SELECTED EXCERPT:
begin

If you know vernacular art, you probably already know Tom Patterson. The writer has appeared in print since the 1980s when he started chronicling Georgia’s full-throttle cultural scene that was brewing icons of American art in figures like Nellie Mae Rowe, Howard Finster and St EOM – Patterson wrote the books on the latter two. The author has sat down to write another, an autobiographical memoir spanning three titles that documents his coming-of-age. The first installment, The Tom Patterson Years: Cultural Adventures of a Fledgling Scribe, is out now from Hiding Press, which gave us the chance to turn the table and start asking him the questions.
This first installment covers just seven years of your life? From 1977 to 1984?
Exactly.
Best years of your life?
I wouldn’t say that. This came out of a longer memoir narrative and this period was a convenient unit. I was going to start from this point anyway and kind of shift around in time.

end

DATA ROWS:
begin

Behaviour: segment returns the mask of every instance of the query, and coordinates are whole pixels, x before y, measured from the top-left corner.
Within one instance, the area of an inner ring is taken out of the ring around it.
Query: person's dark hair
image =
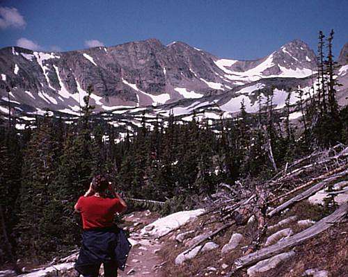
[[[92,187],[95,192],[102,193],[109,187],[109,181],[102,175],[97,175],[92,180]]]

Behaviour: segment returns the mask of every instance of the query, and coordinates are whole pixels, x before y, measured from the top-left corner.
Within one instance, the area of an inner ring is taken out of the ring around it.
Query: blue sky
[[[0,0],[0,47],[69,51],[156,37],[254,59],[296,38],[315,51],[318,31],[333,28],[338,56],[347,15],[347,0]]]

end
begin

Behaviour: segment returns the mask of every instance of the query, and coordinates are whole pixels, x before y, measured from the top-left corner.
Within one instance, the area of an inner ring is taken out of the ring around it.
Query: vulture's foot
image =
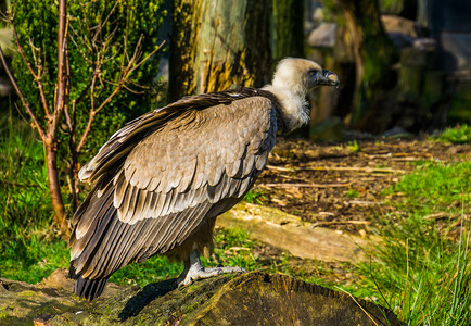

end
begin

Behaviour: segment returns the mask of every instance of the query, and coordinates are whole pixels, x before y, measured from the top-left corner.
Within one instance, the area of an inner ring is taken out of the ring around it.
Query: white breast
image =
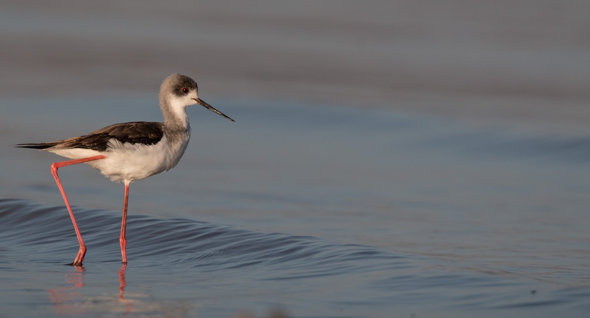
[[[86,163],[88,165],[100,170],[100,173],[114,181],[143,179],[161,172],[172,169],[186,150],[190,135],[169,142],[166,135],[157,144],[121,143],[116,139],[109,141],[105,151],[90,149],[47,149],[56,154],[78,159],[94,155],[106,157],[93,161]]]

end

TASK PROMPT: Could you reproduce word for word the passage of the Tom Patterson interview from "I wouldn’t say" up to and including "around in time."? You won't need the lines to do this.

WORKED SOLUTION:
I wouldn’t say that. This came out of a longer memoir narrative and this period was a convenient unit. I was going to start from this point anyway and kind of shift around in time.